- _Short exercise 1_: Output, word for word, the part of the ActiveJ module post that opens with the words containing "All these preprocessing" and closes with "several of them.".
- _Short exercise 2_: Turn the paragraph of the ActiveJ module post beginning "All these preprocessing steps" into a short bulleted list that keeps its main facts.

- _Page_:
☆ ☆ ☆ ☆
2021SC@SDUSC
1, Code analysis content
This blog introduces the fourth part of the inject module in ActiveJ: module package. The module package required by inject is related to the binding package.
Dependency graph is difficult to create directly, so we use a simple but powerful DSL to provide automatic graph transformation, generation and verification mechanism.
All these preprocessing steps are performed by compiling the module at startup. Each module exports a combined binding. If any key has two or more bindings, use the Multibinder reduce function provided by the user to simplify them into one binding.
Let's take a look at the code used to call the Module interface:
public interface Module {
Trie<Scope, Map<Key<?>, Set<Binding<?>>>> getBindings();
Map<Integer, Set<BindingTransformer<?>>> getBindingTransformers();
Map<Class<?>, Set<BindingGenerator<?>>> getBindingGenerators();
Map<Key<?>, Multibinder<?>> getMultibinders();
}
2, module package structure
There are 12 classes in the module package, including 4 interfaces, 1 annotation and 7 classes. This blog focuses on several of them.
☆ ☆ ☆ ☆
- _Dataset entries_:
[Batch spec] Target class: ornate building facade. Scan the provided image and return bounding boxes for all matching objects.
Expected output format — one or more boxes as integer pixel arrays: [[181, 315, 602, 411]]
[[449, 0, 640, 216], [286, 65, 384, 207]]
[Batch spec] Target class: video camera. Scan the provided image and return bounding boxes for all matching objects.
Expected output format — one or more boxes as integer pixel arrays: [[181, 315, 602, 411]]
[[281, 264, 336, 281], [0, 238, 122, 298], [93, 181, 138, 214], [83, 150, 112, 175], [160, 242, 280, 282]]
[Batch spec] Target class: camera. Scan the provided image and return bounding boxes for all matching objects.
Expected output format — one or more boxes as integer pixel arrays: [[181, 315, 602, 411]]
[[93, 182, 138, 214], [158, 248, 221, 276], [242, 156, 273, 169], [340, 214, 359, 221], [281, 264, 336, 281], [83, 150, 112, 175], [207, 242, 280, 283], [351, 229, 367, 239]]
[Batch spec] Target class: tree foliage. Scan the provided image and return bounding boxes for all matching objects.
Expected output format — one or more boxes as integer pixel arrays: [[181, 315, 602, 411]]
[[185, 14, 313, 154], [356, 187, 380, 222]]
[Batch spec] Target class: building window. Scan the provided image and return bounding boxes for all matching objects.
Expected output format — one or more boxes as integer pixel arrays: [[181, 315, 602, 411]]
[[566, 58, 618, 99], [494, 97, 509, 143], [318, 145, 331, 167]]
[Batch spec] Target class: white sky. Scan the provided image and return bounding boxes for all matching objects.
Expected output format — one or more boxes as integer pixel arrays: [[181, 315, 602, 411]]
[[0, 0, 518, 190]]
☆ ☆ ☆ ☆
- _Expected answer 1_:
All these preprocessing steps are performed by compiling the module at startup. Each module exports a combined binding. If any key has two or more bindings, use the Multibinder reduce function provided by the user to simplify them into one binding.
Let's take a look at the code used to call the Module interface:
public interface Module {
Trie<Scope, Map<Key<?>, Set<Binding<?>>>> getBindings();
Map<Integer, Set<BindingTransformer<?>>> getBindingTransformers();
Map<Class<?>, Set<BindingGenerator<?>>> getBindingGenerators();
Map<Key<?>, Multibinder<?>> getMultibinders();
}
2, module package structure
There are 12 classes in the module package, including 4 interfaces, 1 annotation and 7 classes. This blog focuses on several of them.

- _Expected answer 2_:
- The preprocessing steps run when the module is compiled at startup.
- Each module exports a combined binding.
- If a key has two or more bindings, a user-provided Multibinder reduce function simplifies them into one binding.